[Requisitos del ejercicio]:
• A. Responde con datos de la sección de texto las siguientes preguntas, cada una en su propia línea y con la misma marca:
(i) ¿Qué profesión se cuenta entre las más peligrosas en el mundo de hoy?
(ii) ¿En qué revista apareció la entrevista?
(iii) ¿Cuántas muertes se le atribuyen al criminal entrevistado?
• B. Indica si cada afirmación concuerda con la sección de texto, respondiendo sí o no y citando las palabras exactas que lo deciden:
(i) La entrevista la realizó un actor.
(ii) Guzmán fue capturado por la policía federal de México.
(iii) Según la revista Forbes, Guzmán figura entre los hombres más ricos del mundo.

[Sección de texto]:

________________________________________

Ilustración de Fernando Vicente |
Circo y periodismo
La entrevista de Sean Penn al Chapo Guzmán sólo se entiende por la frivolidad que contamina la vida política, que conduce al reemplazo de las ideas por el espectáculo
Una de las profesiones más peligrosas en el mundo de hoy es el
periodismo. Cada año aparecen, en los balances que hacen agencias
especializadas, decenas de reporteros, entrevistadores, fotógrafos y
columnistas secuestrados, torturados o asesinados por fanáticos religiosos y
políticos, dictadores, bandas de criminales y traficantes, o dueños de imperios
económicos que ven como una amenaza para sus intereses la existencia de una
prensa independiente y libre.
Este contexto explica, sin duda, la indignación que ha causado la
entrevista que llevó a cabo el actor Sean Penn al asesino y narco mexicano, el
Chapo Guzmán —cuya
vertiginosa fortuna lo ha hecho figurar entre los hombres más ricos del mundo
según la revista Forbes—,
poco antes de ser capturado por la infantería de marina de México. La
entrevista, que apareció en la revista Rolling
Stone, es malísima, una exhibición de egolatría desenfrenada y
payasa y, para colmo, desbordante de simpatía y comprensión hacia el
multimillonario y despiadado criminal al que se le atribuyen cerca de tres mil
muertes además de incontables desafueros, entre ellos gran número de
violacones.

________________________________________

[Material proporcionado]:
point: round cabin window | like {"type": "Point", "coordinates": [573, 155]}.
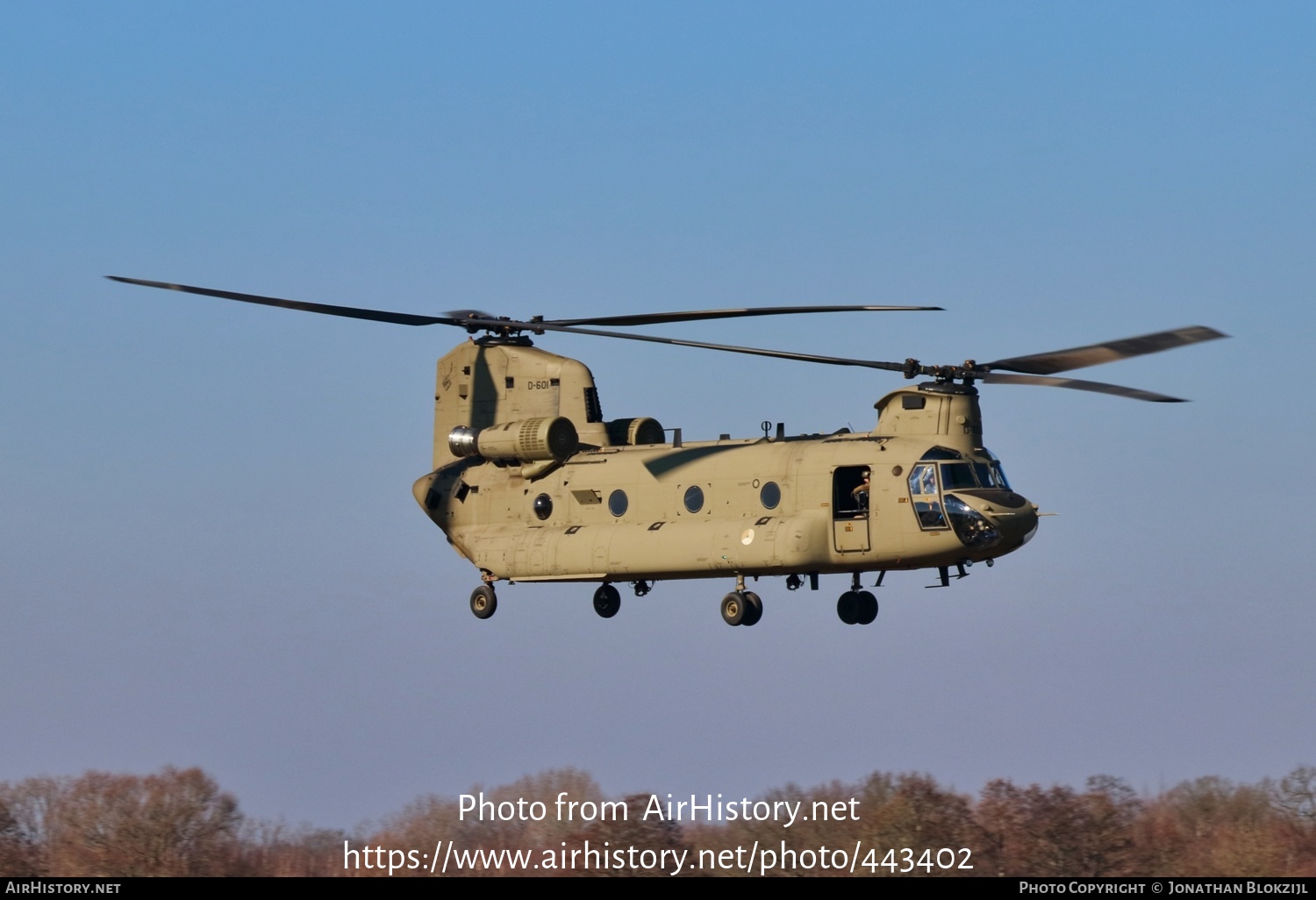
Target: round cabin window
{"type": "Point", "coordinates": [542, 507]}
{"type": "Point", "coordinates": [694, 497]}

________________________________________

[Respuestas a tareas]:
• A.
(i) El periodismo.
(ii) En la revista Rolling Stone.
(iii) Cerca de tres mil.

• B.
(i) Sí: «la entrevista que llevó a cabo el actor Sean Penn».
(ii) No: «capturado por la infantería de marina de México».
(iii) Sí: «lo ha hecho figurar entre los hombres más ricos del mundo».